*Document segment:*
■ ■ ■

Hassan Rouhani
Hassan RouhaniReuters

Iranian officials said on Monday that President Hassan Rouhani’s mobile phone was tapped, reported The Associated Press.

No details were provided on who was behind the tapping or what information they might have gleaned.

The semi-official ISNA news agency quoted Gen. Gholam Reza Jalali, the head of a military unit charged with combatting sabotage, as saying Rouhani’s phone was tapped “recently” and would be replaced with a more secure device. He did not provide further details.

Iran moved to boost its cyber capabilities in 2011 after the Stuxnet computer virus destroyed thousands of centrifuges involved in its nuclear program.

■ ■ ■

*Exercises to complete:*
**a)** In the news report on Rouhani's phone, what did Gen. Gholam Reza Jalali say the tapped phone would be replaced with?
**b)** List every piece of information that the news report on Rouhani's phone says was not provided.
**c)** Carry on the news report on Rouhani's phone from its last sentence.
The items that come next have nothing to do with the news report on Rouhani's phone.

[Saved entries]
■ ■ ■

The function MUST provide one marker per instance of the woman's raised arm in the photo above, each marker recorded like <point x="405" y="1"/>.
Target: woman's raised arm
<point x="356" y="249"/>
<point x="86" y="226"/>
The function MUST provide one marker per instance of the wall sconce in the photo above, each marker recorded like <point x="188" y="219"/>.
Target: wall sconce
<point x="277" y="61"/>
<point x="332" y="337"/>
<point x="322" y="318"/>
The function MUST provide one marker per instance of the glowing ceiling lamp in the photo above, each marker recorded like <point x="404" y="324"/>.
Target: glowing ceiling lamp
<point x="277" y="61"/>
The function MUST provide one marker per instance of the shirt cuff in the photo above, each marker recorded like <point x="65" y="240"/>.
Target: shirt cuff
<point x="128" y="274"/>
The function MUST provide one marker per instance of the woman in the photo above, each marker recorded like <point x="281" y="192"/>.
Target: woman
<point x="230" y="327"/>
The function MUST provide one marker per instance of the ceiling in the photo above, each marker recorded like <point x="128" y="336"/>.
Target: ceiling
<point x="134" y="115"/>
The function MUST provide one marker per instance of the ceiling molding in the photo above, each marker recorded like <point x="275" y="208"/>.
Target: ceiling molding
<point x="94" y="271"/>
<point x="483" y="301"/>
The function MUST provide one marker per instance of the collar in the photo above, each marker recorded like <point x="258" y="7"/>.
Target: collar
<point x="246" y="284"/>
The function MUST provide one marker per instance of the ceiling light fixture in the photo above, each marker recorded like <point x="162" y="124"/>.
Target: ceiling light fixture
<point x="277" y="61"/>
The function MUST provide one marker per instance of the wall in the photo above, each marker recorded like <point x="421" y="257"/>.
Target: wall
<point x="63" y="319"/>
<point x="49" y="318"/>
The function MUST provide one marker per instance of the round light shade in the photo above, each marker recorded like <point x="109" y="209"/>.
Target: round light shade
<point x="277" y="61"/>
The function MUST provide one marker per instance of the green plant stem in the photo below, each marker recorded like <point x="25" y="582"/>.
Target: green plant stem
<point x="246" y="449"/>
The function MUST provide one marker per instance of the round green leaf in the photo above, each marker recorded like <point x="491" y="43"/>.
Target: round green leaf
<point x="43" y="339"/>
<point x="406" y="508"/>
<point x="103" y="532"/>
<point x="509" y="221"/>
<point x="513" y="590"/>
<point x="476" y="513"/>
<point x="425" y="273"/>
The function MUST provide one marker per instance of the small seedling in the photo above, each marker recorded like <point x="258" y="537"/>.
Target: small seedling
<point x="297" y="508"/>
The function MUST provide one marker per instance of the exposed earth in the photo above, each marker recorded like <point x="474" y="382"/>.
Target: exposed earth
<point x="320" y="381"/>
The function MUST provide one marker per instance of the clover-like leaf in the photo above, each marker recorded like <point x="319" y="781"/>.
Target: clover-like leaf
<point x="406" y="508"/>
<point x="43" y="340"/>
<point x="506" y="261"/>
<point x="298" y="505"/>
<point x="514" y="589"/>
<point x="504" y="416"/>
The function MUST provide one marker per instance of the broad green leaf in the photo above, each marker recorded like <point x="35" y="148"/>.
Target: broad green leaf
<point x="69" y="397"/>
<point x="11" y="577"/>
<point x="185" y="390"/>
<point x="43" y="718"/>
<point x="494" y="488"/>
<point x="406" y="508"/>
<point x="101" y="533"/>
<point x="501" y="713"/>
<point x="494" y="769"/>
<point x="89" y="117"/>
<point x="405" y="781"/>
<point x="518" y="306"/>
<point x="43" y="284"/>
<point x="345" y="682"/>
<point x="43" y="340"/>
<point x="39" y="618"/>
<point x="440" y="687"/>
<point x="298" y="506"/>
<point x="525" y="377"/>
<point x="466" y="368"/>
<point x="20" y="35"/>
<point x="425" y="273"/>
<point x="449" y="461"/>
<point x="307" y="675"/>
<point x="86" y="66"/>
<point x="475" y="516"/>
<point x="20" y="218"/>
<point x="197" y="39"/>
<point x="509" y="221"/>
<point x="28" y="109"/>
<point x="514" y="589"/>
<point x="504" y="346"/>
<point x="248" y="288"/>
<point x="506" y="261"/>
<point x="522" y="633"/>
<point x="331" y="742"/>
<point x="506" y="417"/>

■ ■ ■

*List of answers:*
**a)** A more secure device.

**b)**
- Who was behind the tapping
- What information they might have gleaned
- Further details from Gen. Gholam Reza Jalali

**c)**
Stuxnet is widely believed to be an American and Israeli creation, though Israel did not admit it. A 2012 report said that then-US President Barack Obama ordered the Stuxnet virus attack on Iran as part of a wave of cyber sabotage and espionage against the Islamic Republic.

In addition, Iran regularly says it captured spies, and sometimes those are sentenced to death. In August, the Islamic Republic arrested dozens of spies working for state bodies, many of them dual nationals.

Earlier this month, a court in Iran sentenced a dual national man to eight and a half years in prison after finding him guilty of infiltration of important governmental bodies.